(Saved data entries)
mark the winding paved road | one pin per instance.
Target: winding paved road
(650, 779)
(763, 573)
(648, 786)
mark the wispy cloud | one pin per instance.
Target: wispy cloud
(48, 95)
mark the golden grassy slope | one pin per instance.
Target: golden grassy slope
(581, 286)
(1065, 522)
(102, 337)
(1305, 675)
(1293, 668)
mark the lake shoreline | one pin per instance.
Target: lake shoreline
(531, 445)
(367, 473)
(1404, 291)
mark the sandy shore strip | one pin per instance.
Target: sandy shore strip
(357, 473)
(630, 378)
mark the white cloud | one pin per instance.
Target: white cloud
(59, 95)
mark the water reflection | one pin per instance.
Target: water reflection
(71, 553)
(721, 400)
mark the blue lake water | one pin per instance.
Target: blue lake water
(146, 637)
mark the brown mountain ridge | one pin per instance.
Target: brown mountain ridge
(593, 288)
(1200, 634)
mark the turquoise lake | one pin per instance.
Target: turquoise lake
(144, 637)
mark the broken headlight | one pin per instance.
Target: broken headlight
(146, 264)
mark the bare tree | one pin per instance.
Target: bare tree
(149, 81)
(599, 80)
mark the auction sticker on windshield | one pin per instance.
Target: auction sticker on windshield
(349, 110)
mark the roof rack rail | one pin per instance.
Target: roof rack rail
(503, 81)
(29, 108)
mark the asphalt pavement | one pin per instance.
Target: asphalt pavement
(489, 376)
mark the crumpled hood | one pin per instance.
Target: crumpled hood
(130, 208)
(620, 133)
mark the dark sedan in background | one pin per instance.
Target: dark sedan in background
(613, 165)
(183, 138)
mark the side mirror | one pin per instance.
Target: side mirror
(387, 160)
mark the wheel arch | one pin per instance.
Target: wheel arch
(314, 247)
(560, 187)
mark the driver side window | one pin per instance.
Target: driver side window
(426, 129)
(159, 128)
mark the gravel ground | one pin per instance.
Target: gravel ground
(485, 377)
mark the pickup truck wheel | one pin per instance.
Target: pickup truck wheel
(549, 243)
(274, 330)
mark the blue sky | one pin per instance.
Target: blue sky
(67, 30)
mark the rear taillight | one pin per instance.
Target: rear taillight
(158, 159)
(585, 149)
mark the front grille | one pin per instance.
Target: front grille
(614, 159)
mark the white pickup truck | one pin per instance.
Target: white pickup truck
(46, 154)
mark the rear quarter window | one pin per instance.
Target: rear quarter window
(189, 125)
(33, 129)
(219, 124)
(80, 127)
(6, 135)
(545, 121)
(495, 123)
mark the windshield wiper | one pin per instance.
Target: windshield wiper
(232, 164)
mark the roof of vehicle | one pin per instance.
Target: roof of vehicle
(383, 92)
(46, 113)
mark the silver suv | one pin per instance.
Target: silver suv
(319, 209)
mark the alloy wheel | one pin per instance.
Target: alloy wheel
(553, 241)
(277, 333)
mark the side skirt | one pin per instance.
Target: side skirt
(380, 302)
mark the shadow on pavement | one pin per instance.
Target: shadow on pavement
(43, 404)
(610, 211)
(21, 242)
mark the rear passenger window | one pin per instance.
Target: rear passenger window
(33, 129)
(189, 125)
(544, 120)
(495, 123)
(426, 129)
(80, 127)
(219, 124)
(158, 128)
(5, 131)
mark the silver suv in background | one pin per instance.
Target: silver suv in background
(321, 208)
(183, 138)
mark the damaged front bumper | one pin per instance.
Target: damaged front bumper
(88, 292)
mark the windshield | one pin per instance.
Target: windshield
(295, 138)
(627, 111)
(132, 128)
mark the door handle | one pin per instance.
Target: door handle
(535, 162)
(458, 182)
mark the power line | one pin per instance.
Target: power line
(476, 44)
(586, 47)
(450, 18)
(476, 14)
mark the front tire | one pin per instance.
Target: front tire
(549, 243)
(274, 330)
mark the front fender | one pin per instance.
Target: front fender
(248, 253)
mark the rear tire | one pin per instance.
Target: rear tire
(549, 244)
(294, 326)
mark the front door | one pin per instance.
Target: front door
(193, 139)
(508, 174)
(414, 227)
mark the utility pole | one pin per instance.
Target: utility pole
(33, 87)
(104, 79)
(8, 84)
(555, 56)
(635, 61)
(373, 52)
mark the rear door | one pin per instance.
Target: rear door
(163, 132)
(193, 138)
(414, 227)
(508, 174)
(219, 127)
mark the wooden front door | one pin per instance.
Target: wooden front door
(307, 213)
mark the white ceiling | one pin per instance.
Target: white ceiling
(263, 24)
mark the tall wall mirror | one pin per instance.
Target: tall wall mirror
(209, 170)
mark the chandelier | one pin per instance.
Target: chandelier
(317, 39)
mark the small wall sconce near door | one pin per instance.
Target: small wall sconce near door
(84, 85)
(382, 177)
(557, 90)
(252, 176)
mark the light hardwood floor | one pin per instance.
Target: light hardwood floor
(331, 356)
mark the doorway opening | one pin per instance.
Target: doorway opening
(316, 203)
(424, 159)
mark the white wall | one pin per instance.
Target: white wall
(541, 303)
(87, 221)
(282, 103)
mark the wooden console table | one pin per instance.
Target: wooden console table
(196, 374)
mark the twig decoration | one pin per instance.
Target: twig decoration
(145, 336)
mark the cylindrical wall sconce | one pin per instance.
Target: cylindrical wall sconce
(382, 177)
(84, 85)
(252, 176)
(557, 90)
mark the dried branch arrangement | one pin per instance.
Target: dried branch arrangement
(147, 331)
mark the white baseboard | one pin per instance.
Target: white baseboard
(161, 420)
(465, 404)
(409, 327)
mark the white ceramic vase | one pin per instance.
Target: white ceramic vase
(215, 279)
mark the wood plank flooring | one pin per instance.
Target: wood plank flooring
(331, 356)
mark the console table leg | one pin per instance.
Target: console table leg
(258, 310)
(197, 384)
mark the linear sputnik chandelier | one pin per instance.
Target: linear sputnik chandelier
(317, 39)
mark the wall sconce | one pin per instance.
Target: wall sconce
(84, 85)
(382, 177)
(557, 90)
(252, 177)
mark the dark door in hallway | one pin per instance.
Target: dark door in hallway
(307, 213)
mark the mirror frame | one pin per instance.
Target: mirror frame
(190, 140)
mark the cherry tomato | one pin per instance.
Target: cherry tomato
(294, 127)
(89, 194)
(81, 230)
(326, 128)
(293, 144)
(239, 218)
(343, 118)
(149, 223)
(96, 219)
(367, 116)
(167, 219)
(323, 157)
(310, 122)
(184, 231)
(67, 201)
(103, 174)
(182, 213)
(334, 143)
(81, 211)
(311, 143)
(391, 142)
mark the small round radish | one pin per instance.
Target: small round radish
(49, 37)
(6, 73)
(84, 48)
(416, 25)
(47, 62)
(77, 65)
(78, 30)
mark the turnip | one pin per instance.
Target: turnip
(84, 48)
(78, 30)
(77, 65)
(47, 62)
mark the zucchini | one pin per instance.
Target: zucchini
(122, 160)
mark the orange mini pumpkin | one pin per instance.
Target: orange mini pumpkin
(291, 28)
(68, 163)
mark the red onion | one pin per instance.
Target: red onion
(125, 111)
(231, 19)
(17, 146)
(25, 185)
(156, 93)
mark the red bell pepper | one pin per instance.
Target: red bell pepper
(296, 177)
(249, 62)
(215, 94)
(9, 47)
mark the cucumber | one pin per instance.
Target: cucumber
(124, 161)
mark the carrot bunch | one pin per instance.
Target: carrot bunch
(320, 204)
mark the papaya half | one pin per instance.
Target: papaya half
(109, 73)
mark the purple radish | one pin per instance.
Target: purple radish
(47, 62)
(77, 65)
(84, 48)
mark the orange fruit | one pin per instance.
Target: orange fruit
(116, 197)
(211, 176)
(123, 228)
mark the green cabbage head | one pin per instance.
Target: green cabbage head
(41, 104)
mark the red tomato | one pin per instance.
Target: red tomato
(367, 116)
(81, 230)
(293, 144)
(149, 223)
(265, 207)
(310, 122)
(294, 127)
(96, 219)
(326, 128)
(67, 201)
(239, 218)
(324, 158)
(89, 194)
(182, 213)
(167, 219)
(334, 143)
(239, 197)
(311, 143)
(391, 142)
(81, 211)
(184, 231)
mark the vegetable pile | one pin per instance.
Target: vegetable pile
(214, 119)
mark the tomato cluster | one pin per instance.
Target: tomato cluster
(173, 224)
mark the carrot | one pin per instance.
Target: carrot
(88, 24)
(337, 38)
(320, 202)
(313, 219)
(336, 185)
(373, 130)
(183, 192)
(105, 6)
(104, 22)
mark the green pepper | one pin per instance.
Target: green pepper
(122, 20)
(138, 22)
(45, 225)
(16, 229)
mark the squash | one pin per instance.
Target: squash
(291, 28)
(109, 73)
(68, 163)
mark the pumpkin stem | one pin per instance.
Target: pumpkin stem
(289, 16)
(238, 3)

What you have to do
Repeat only the stretch of lines that opens with the line containing "mark the mirror frame | one pin per instance." and closes with the final line of the entries, both included, exactly as written.

Solution to this problem
mark the mirror frame | one pin per instance.
Target: mirror frame
(190, 140)
mark the cherry tomato | one pin per instance.
Target: cherry tomato
(294, 127)
(89, 194)
(81, 230)
(326, 128)
(293, 144)
(239, 218)
(343, 118)
(149, 223)
(96, 219)
(367, 116)
(167, 219)
(323, 157)
(310, 122)
(184, 231)
(67, 201)
(103, 174)
(182, 213)
(334, 143)
(81, 211)
(311, 143)
(391, 142)
mark the small round radish | one pin per instance.
Target: small round radish
(49, 37)
(6, 73)
(84, 48)
(416, 25)
(47, 62)
(77, 65)
(78, 30)
mark the turnip | one pin per instance.
Target: turnip
(84, 48)
(78, 30)
(77, 65)
(47, 62)
mark the zucchini | one pin per instance.
Target: zucchini
(122, 160)
mark the orange mini pumpkin | one pin per instance.
Target: orange mini pumpkin
(291, 28)
(68, 163)
mark the red onion | one pin per instance.
Target: red onion
(125, 111)
(231, 19)
(17, 146)
(25, 185)
(156, 93)
mark the red bell pepper | one pin per instance.
Target: red bell pepper
(296, 177)
(249, 62)
(215, 94)
(9, 47)
mark the cucumber | one pin per instance.
Target: cucumber
(124, 161)
mark the carrot bunch | one pin per instance.
Target: carrot bunch
(320, 204)
mark the papaya half | one pin per instance.
Target: papaya half
(109, 73)
mark the purple radish | one pin per instance.
Target: purple radish
(47, 62)
(77, 65)
(84, 48)
mark the orange fruit | one pin per instance.
Target: orange fruit
(116, 197)
(211, 176)
(123, 228)
mark the green cabbage head | one pin per instance.
Target: green cabbage head
(41, 104)
mark the red tomato | one pin per instance.
Target: red tomato
(367, 116)
(81, 230)
(293, 144)
(149, 223)
(265, 207)
(310, 122)
(294, 127)
(96, 219)
(326, 128)
(67, 201)
(239, 218)
(324, 158)
(89, 194)
(182, 213)
(167, 219)
(334, 143)
(239, 197)
(311, 143)
(391, 142)
(81, 211)
(184, 231)
mark the vegetable pile | one pin per instance.
Target: vegetable pile
(214, 119)
mark the tomato cluster | one pin per instance.
Target: tomato cluster
(173, 224)
mark the carrot | one pin per instance.
Target: carrot
(88, 24)
(337, 38)
(320, 202)
(313, 219)
(336, 185)
(373, 130)
(183, 192)
(105, 6)
(104, 22)
mark the green pepper | one pin per instance.
Target: green pepper
(122, 20)
(138, 22)
(45, 225)
(16, 229)
mark the squash | one pin per instance.
Target: squash
(291, 28)
(109, 73)
(68, 163)
mark the pumpkin stem | one pin per instance.
Target: pumpkin stem
(289, 16)
(238, 3)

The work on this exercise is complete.